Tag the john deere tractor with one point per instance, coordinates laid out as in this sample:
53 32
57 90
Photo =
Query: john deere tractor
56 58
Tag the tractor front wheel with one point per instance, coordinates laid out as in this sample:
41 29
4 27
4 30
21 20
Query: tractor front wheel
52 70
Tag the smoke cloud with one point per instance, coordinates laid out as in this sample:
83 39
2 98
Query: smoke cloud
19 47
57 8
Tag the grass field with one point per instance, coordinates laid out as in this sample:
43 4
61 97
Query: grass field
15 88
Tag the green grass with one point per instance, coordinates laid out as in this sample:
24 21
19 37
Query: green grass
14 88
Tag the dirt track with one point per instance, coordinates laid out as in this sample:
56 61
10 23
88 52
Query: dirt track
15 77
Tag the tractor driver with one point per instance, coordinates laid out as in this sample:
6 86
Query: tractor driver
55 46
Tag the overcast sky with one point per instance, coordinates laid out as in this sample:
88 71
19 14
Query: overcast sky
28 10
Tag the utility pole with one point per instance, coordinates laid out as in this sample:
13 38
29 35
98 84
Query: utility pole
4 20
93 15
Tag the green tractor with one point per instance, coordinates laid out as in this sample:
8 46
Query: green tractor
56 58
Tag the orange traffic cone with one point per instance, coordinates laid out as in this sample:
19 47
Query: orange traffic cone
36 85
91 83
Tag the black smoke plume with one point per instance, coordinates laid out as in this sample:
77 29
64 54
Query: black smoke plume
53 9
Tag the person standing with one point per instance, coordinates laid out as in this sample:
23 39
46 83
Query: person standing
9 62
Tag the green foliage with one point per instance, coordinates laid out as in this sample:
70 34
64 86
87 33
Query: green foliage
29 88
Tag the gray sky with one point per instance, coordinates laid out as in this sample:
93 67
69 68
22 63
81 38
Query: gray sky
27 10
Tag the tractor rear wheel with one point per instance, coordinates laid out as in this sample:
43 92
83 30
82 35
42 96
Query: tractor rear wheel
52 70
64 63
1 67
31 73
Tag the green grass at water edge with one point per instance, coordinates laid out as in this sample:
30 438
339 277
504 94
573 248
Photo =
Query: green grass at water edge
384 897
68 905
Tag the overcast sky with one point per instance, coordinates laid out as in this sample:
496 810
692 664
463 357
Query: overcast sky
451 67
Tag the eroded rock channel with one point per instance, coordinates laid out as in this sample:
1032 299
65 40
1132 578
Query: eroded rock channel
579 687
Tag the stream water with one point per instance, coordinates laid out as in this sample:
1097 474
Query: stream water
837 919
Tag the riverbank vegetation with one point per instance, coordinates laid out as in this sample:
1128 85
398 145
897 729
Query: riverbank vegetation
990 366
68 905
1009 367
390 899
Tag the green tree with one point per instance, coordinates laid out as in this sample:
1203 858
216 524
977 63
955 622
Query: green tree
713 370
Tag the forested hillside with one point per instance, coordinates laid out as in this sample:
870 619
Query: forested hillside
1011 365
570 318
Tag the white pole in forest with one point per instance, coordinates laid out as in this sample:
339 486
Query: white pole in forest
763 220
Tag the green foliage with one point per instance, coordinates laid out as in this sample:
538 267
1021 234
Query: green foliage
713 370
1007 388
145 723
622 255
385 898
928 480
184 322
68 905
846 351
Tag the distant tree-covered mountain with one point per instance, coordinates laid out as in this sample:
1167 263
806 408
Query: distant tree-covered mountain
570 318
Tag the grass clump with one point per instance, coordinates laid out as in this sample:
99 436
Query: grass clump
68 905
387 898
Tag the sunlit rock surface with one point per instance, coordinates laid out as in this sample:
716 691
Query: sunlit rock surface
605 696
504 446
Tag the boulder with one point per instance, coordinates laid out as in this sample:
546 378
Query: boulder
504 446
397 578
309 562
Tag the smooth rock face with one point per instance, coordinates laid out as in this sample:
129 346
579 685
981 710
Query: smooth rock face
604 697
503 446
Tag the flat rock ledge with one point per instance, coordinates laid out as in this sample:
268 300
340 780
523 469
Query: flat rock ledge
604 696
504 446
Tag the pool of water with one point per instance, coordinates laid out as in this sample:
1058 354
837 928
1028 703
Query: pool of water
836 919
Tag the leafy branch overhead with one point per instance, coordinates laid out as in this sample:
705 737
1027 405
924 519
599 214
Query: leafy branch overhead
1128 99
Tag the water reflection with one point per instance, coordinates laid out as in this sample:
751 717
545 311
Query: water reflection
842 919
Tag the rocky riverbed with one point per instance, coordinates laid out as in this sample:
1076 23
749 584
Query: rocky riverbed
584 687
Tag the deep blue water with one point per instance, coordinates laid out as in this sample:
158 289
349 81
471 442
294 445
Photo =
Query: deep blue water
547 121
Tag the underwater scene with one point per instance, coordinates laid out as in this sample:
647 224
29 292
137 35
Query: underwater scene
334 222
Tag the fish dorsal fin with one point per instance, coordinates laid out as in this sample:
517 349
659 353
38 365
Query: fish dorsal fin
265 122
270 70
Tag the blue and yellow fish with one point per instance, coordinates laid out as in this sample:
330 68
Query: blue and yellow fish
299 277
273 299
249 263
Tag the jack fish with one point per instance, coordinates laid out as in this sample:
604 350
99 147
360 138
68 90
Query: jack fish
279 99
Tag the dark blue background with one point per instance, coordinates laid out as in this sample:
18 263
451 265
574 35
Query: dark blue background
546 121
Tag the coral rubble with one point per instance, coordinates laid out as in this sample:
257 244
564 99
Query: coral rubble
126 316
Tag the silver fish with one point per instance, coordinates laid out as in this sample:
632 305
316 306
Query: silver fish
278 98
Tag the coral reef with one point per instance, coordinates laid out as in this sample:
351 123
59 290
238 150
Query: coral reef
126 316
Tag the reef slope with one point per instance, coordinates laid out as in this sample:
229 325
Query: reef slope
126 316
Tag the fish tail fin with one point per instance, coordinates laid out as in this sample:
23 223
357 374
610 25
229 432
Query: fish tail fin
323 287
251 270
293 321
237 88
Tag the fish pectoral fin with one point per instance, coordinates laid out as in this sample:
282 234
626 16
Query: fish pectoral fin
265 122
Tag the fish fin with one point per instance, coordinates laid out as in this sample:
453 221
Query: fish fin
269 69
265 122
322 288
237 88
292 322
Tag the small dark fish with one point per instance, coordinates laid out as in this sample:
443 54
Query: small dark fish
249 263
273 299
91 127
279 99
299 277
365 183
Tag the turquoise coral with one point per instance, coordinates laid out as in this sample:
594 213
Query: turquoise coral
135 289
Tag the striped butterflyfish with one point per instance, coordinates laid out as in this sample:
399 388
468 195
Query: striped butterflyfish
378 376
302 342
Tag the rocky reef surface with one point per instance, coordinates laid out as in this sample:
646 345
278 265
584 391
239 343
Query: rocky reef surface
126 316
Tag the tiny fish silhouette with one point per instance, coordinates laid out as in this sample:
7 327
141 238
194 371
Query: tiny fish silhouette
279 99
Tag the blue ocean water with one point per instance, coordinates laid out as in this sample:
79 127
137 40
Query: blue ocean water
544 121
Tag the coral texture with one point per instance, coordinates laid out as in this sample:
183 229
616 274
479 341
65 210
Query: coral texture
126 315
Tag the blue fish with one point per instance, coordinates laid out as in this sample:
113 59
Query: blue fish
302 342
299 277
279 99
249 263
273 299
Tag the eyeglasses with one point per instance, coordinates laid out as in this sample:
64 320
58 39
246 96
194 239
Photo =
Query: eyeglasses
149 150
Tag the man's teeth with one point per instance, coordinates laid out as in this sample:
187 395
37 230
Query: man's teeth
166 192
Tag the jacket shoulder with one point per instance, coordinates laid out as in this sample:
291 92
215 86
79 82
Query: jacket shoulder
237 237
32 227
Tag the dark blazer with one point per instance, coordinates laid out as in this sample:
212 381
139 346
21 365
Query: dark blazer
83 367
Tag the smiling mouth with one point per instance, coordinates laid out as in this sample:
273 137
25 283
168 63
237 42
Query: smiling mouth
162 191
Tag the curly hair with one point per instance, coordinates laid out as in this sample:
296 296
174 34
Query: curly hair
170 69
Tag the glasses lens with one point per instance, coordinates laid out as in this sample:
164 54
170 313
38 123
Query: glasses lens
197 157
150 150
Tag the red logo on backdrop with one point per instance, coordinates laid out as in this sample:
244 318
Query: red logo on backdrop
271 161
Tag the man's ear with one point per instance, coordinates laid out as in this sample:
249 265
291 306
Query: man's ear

▸ **About this exercise**: Everything from the line with "Tag the smiling" down to the last line of the data above should be returned exactly, with both ends kept and nothing added.

▸ **Expected output**:
Tag the smiling mouth with one point per instance, coordinates laid out as in this sample:
273 137
25 283
168 63
237 42
Query: smiling mouth
162 191
Tag the curly hair with one point per instance, coordinates laid out as in this sample:
296 296
174 34
Query: curly hair
170 69
Tag the glasses lens with one point per instance, coordinates laid out as in this sample:
164 54
170 313
38 123
Query: glasses lens
197 157
150 150
Tag the red logo on backdrop with one point per instance, coordinates laid out as in this sample:
244 318
Query: red logo on backdrop
271 161
Tag the man's ear with one point per instance, coordinates laid out as in this sample:
249 265
291 306
Query: man's ear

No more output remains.